╭──
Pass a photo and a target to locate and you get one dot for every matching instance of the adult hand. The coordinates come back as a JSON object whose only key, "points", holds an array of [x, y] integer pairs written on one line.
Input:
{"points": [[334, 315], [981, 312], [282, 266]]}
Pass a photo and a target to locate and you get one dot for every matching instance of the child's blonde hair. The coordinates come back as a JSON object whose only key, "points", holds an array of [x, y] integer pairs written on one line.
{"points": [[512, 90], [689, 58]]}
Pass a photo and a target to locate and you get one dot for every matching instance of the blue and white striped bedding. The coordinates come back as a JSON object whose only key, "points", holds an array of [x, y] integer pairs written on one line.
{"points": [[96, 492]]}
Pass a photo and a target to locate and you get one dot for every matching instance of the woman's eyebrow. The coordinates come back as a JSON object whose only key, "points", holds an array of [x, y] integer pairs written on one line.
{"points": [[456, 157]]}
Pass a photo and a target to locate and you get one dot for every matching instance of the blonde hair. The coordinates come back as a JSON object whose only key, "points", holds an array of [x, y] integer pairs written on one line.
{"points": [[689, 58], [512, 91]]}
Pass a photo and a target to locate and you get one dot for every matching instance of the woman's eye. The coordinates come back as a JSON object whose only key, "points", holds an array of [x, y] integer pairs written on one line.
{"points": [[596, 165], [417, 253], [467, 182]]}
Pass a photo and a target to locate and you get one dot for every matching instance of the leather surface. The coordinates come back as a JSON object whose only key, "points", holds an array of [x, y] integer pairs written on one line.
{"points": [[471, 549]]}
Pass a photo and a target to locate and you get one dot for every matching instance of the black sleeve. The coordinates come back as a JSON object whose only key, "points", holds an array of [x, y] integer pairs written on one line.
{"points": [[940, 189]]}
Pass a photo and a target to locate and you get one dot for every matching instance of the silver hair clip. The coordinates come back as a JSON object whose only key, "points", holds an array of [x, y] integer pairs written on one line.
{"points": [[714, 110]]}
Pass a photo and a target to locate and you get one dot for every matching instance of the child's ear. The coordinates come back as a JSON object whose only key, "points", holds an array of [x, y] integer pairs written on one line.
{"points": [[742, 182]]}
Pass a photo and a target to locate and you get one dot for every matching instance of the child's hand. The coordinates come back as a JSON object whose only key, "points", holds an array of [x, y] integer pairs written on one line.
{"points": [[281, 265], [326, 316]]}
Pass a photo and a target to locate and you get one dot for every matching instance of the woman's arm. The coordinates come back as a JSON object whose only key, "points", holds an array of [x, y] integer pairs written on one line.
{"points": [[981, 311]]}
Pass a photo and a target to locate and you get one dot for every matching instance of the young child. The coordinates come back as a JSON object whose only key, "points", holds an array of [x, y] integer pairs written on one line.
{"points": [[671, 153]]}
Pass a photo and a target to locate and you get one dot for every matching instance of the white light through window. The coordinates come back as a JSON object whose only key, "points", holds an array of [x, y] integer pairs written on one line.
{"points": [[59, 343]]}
╰──
Assignment
All of the entries above should be written out again exactly.

Answer space
Pass a photo and a target to locate and you get one dot for every matching instance of the adult hand. The coordinates come back as a JSON object whose only key, "points", holds an array of [x, y] integer pairs written on one line.
Input:
{"points": [[334, 315], [981, 312], [282, 266]]}
Pass a photo and a target to locate and you get one dot for every matching instance of the child's blonde hair. The coordinates come back as a JSON object whose only key, "points", holds an array of [x, y] integer pairs written on one line.
{"points": [[512, 90], [689, 58]]}
Pass a photo and a target to locate and you get one dot for every matching instance of the blue and white striped bedding. The coordinates come back as a JSON object whose only key, "points", holds an array of [x, y] integer pairs written on one line.
{"points": [[96, 492]]}
Pass a photo and a target to locate and you get one dot for every matching instance of the woman's eyebrow. The coordinates come back as a JSON object whose only key, "points", holds an array of [x, y] integer pairs written on one line.
{"points": [[456, 157]]}
Pass a photo and a target to locate and you get one dot for every matching instance of the blonde hair. The coordinates come back as a JSON object whose only key, "points", holds an array of [x, y] integer pairs written on one line.
{"points": [[689, 58], [512, 91]]}
Pass a photo and a target to locate and you get one dot for every matching instance of the woman's eye. The coordinates come back as a JSON object whose only key, "points", holds an array of [x, y] integer pairs written on one line.
{"points": [[596, 165], [417, 253], [467, 182]]}
Pass a photo and a target to locate and you get one dot for every matching instance of the leather surface. The coordinates come back as a JSON object whose only key, "points", holds an array of [x, y] integer pairs written on one line.
{"points": [[471, 549]]}
Pass a photo and a target to locate and you get one dot for every matching instance of the black sleeve. The coordinates come back as a JSON object whose only key, "points", holds an array of [x, y] integer pairs written on one line.
{"points": [[940, 189]]}
Pass a photo and a target to locate and you get one dot for every matching instance of the silver hair clip. The coordinates come back as a JSON object whose only key, "points", holds an array of [x, y] integer pairs written on one line.
{"points": [[714, 110]]}
Pass a photo and a target to locate and you get one dot for every matching instance of the child's ear. The coordinates come back as a JSON object whose only key, "points", holds an array of [x, y] integer pairs written on one line.
{"points": [[742, 182]]}
Pass a photo and a target to locate and you get one dot for every matching instance of the child's hand. The coordinates come back as a JSON object whose only key, "points", holds an array of [x, y] integer pairs written on one line.
{"points": [[281, 265], [326, 316]]}
Pass a photo and a target to locate and you get one dot for every matching instance of the woman's arm. The coordinates come back as a JSON object whose only key, "points", holds an array of [x, y] integer pairs written on one line.
{"points": [[981, 311]]}
Pass a photo and a target to locate and you get one dot for every matching instance of the young child. The coordinates come back as a JSON object whose only key, "points", holds an array of [x, y] integer pairs written on one line.
{"points": [[671, 153]]}
Pass a photo and a target to locate and you get one dot for every matching instance of the white light through window. The coordinates come back as a JSON object whose only key, "points", holds an array of [x, y] integer pairs written on one line.
{"points": [[59, 343]]}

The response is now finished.